═════ Отрывок ═════

«В борьбе неравной двух сердец» | страница 36



Конечно, есть и развлеченья:
Страх бедности, любви мученья,
Искусства сладкий леденец,
Самоубийство, наконец.

Эпидемия самоубийств в содомитской среде становилась естественным явлением. Как будто торжествующее греховное зло, достигнув недопустимого для жизни переизбытка, согласно неотвратимому закону природы соскальзывало на путь самоистребления и начинало пожирать самого себя, словно змея собственный хвост.

═════

Задание a
Верните часть отрывка: начните со слов «Конечно, есть и» и остановитесь после слов «змея собственный хвост.».
Отрывок и записи никак между собой не связаны.

═════ Данные для работы ═════

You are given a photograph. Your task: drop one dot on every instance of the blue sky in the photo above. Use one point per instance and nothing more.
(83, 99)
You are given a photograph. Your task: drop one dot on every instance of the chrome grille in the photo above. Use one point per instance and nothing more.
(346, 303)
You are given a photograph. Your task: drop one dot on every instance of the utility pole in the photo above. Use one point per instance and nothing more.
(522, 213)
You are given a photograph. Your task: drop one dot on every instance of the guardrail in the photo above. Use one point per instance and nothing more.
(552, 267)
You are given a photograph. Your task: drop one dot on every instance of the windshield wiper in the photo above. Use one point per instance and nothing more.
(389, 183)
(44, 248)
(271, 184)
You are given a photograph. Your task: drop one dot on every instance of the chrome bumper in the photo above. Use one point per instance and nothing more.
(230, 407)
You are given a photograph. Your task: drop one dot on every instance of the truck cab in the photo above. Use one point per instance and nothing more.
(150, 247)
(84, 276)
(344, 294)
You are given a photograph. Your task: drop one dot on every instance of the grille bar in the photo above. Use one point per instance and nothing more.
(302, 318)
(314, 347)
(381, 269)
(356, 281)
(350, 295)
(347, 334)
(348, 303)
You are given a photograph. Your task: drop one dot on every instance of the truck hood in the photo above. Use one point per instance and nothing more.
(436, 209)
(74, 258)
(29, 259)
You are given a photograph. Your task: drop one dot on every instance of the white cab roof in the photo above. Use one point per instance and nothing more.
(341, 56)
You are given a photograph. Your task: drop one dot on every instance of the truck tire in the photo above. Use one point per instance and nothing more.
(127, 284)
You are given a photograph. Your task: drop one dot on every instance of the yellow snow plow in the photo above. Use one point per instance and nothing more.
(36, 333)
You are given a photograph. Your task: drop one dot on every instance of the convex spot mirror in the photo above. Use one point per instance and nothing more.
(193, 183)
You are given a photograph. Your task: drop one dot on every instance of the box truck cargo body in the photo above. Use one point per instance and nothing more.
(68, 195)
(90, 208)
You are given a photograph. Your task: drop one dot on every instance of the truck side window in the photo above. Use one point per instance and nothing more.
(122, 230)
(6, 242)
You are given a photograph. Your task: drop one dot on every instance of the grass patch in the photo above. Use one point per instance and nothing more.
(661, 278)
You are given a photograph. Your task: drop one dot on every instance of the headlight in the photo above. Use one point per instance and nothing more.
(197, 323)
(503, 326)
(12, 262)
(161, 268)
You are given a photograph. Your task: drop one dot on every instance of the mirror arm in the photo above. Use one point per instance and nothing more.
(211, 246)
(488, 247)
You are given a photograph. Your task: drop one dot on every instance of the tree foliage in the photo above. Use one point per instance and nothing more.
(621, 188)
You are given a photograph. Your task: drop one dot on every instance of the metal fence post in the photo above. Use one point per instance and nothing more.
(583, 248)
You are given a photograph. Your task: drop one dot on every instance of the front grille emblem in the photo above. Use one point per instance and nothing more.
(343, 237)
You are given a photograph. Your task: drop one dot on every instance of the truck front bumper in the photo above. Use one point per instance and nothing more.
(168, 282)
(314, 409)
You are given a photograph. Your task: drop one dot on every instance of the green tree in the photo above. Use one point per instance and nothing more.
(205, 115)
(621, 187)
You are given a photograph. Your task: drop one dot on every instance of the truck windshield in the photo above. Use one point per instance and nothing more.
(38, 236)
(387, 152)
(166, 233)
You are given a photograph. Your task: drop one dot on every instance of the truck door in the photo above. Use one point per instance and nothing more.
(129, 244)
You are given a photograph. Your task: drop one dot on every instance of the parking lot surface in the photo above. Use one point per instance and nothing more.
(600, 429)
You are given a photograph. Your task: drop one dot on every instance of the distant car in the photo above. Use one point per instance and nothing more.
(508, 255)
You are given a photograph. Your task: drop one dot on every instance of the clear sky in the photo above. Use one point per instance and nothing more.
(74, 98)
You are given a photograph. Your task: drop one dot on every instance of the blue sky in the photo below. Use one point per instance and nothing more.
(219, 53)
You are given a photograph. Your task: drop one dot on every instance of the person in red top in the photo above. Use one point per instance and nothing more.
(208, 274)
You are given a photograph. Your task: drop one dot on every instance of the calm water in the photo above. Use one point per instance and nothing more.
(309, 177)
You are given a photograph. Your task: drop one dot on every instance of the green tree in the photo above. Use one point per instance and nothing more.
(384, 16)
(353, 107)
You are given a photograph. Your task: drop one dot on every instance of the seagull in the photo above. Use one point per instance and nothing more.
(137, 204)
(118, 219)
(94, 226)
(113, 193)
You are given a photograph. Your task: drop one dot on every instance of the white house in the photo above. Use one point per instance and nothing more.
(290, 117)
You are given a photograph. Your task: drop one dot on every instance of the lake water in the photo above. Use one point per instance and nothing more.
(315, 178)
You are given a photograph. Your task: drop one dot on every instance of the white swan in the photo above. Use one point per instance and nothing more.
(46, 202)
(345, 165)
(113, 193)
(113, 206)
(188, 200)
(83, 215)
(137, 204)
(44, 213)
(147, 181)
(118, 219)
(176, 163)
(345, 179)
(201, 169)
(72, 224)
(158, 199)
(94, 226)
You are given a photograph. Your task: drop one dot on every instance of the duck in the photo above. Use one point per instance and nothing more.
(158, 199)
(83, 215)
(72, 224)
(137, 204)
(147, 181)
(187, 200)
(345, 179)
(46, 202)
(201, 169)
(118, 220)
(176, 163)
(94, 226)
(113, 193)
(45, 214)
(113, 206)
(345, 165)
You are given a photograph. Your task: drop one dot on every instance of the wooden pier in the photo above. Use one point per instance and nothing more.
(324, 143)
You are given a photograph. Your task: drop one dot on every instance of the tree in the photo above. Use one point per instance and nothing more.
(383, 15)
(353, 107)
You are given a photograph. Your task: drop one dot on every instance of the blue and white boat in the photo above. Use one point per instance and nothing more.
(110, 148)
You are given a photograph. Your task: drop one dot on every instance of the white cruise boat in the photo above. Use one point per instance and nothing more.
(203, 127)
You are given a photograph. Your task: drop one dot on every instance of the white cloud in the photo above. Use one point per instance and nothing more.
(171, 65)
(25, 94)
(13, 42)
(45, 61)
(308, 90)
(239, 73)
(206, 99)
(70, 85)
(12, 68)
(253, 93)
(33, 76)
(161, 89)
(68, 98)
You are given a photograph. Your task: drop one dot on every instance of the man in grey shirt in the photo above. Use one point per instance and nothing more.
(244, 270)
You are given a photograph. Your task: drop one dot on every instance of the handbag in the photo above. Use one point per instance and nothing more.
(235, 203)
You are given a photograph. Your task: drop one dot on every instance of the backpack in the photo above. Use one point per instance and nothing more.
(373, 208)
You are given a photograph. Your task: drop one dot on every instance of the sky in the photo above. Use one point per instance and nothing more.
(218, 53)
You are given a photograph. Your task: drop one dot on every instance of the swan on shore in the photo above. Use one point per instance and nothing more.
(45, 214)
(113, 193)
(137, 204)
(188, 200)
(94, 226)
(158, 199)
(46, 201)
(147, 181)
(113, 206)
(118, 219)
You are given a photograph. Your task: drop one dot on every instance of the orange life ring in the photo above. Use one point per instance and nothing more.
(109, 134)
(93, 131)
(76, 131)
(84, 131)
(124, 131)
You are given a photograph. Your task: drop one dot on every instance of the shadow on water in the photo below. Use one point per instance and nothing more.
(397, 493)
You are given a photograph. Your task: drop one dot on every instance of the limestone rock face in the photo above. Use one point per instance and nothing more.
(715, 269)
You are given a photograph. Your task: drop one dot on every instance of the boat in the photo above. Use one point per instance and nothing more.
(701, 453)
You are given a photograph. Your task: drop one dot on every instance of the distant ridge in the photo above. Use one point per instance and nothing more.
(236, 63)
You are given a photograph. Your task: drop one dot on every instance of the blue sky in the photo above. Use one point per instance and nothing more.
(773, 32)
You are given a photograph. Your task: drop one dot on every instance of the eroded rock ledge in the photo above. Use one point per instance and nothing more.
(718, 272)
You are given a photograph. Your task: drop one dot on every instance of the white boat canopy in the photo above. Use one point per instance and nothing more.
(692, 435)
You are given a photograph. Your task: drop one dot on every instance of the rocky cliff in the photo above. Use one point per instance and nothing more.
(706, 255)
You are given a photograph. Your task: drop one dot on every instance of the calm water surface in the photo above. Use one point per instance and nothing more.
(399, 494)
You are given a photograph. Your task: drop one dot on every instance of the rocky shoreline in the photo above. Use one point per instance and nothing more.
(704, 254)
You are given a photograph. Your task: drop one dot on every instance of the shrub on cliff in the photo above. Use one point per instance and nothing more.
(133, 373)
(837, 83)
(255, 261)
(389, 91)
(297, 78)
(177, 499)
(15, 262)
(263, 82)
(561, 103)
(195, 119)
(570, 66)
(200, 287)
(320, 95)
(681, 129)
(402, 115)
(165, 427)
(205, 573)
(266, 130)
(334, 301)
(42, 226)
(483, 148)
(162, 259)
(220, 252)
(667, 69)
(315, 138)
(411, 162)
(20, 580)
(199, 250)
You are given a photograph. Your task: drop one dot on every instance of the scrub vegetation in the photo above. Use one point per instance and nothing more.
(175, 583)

═════

Задание b
Соберите из записей все строки, где встречается слово «ledge».

Ответ a
Конечно, есть и развлеченья:
Страх бедности, любви мученья,
Искусства сладкий леденец,
Самоубийство, наконец.

Эпидемия самоубийств в содомитской среде становилась естественным явлением. Как будто торжествующее греховное зло, достигнув недопустимого для жизни переизбытка, согласно неотвратимому закону природы соскальзывало на путь самоистребления и начинало пожирать самого себя, словно змея собственный хвост.

Ответ b
You are given a photograph. Your task: drop one dot on every instance of the eroded rock ledge in the photo above. Use one point per instance and nothing more.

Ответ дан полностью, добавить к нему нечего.